Items from a dataset
————

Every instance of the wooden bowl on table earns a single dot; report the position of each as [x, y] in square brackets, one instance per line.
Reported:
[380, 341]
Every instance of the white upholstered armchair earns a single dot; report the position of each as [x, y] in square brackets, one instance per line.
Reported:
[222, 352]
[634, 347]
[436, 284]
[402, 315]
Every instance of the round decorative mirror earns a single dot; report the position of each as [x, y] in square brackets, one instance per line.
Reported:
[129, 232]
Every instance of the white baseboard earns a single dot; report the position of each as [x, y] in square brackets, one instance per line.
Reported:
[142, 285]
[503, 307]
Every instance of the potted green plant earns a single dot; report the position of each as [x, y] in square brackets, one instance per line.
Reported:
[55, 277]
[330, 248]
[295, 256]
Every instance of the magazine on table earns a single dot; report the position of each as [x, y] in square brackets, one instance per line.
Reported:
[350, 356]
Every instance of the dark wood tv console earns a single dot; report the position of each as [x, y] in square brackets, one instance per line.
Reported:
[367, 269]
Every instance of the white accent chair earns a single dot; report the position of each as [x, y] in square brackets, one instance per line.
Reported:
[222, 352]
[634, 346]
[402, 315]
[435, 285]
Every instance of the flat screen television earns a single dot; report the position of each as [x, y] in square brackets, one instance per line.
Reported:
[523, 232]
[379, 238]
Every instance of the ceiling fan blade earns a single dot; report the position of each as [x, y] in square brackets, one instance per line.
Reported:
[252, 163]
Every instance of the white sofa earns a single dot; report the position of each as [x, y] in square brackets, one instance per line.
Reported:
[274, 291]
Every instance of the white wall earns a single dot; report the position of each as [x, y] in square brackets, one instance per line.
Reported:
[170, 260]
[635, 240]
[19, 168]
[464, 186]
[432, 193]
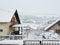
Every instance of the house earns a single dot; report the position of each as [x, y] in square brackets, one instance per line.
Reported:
[54, 26]
[7, 20]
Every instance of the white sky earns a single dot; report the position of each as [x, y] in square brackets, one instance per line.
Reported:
[32, 7]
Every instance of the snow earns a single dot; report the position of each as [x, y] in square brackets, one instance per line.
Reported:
[5, 16]
[40, 34]
[52, 24]
[12, 42]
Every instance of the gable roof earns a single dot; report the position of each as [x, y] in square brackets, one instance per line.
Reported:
[51, 25]
[6, 16]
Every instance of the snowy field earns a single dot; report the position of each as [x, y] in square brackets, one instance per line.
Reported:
[37, 25]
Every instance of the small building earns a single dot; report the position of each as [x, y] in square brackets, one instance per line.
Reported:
[54, 26]
[7, 20]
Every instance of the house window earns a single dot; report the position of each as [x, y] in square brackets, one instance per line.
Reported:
[1, 30]
[57, 31]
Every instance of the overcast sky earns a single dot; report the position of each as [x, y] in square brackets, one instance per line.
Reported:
[32, 7]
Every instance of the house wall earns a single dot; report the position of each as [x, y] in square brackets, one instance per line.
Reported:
[55, 27]
[5, 28]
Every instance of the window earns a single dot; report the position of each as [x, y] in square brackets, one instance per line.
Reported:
[57, 31]
[1, 30]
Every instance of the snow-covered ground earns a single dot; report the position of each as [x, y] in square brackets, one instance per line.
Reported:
[37, 25]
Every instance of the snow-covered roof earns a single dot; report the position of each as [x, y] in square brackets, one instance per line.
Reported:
[52, 24]
[20, 25]
[5, 16]
[12, 42]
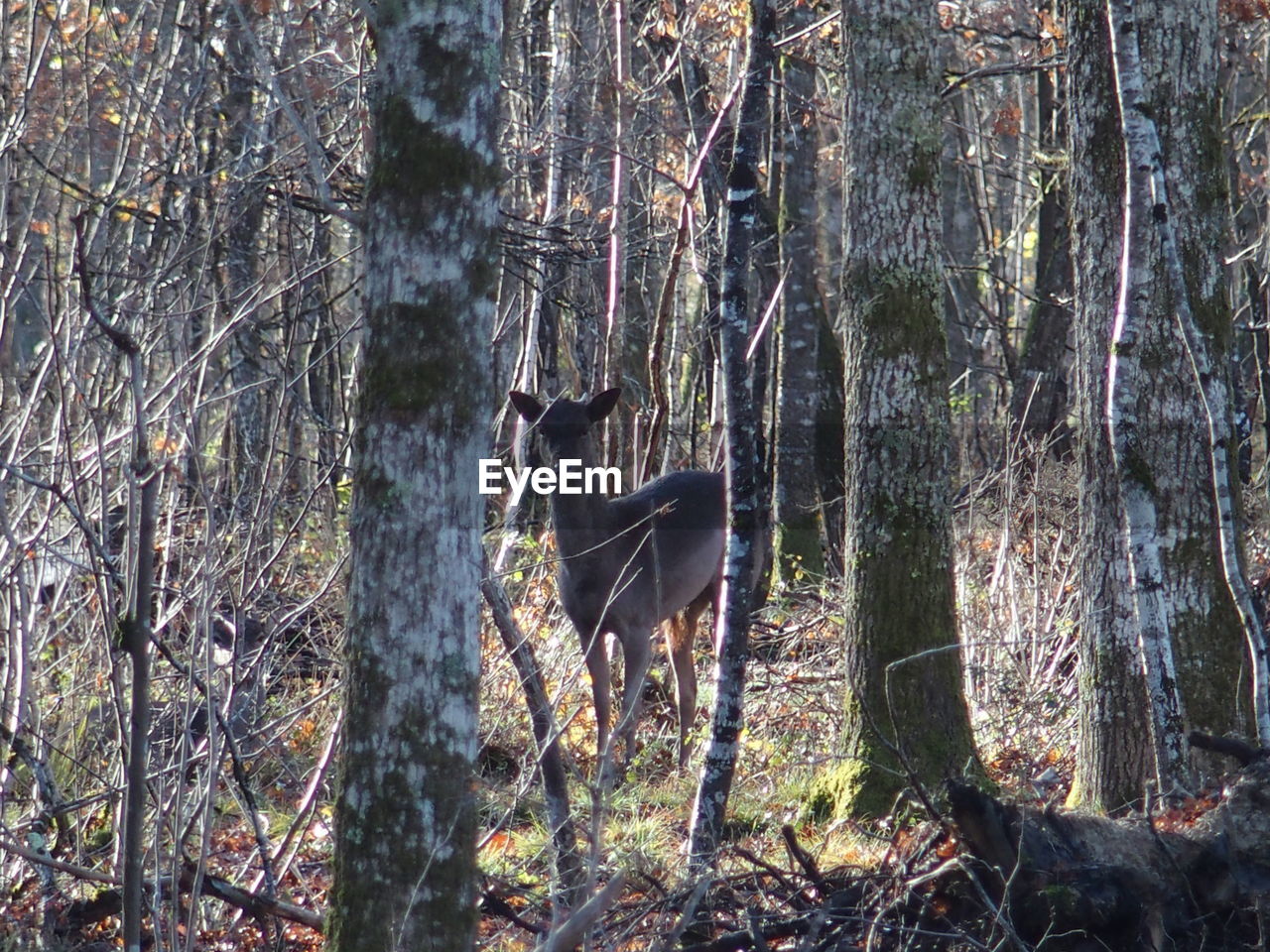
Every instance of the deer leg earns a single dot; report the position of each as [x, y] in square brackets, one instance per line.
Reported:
[636, 655]
[680, 634]
[597, 665]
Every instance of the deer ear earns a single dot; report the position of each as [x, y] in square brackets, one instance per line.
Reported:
[603, 404]
[525, 405]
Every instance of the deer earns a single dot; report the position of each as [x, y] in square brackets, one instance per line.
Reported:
[626, 563]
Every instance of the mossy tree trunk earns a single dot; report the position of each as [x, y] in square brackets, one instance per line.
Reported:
[407, 820]
[902, 694]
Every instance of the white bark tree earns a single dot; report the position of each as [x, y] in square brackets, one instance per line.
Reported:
[744, 524]
[407, 820]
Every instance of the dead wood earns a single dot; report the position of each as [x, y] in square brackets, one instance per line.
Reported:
[1072, 879]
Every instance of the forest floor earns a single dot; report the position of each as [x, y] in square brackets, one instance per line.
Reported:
[788, 879]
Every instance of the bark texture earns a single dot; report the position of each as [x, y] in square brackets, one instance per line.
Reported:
[405, 849]
[899, 599]
[795, 512]
[744, 521]
[1112, 756]
[1179, 56]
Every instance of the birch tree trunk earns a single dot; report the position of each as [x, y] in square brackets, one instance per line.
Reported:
[744, 526]
[1112, 747]
[1180, 86]
[407, 820]
[1146, 158]
[901, 633]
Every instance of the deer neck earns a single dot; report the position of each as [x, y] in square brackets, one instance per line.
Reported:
[581, 521]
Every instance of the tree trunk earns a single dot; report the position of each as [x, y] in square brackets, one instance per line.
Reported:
[797, 520]
[1079, 881]
[1112, 756]
[1180, 70]
[407, 820]
[901, 631]
[744, 520]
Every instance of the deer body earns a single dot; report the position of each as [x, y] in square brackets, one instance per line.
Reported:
[630, 562]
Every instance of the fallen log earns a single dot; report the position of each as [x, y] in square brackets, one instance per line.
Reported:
[1184, 879]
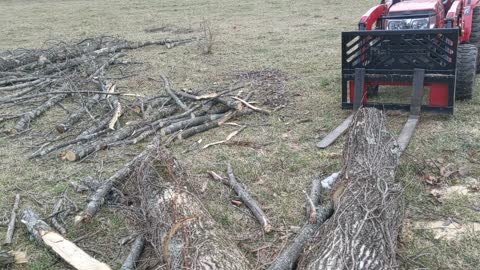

————

(Problem to solve) Count the lines in the records above that contain the word "wall", and give only that number.

(Answer for the task) 2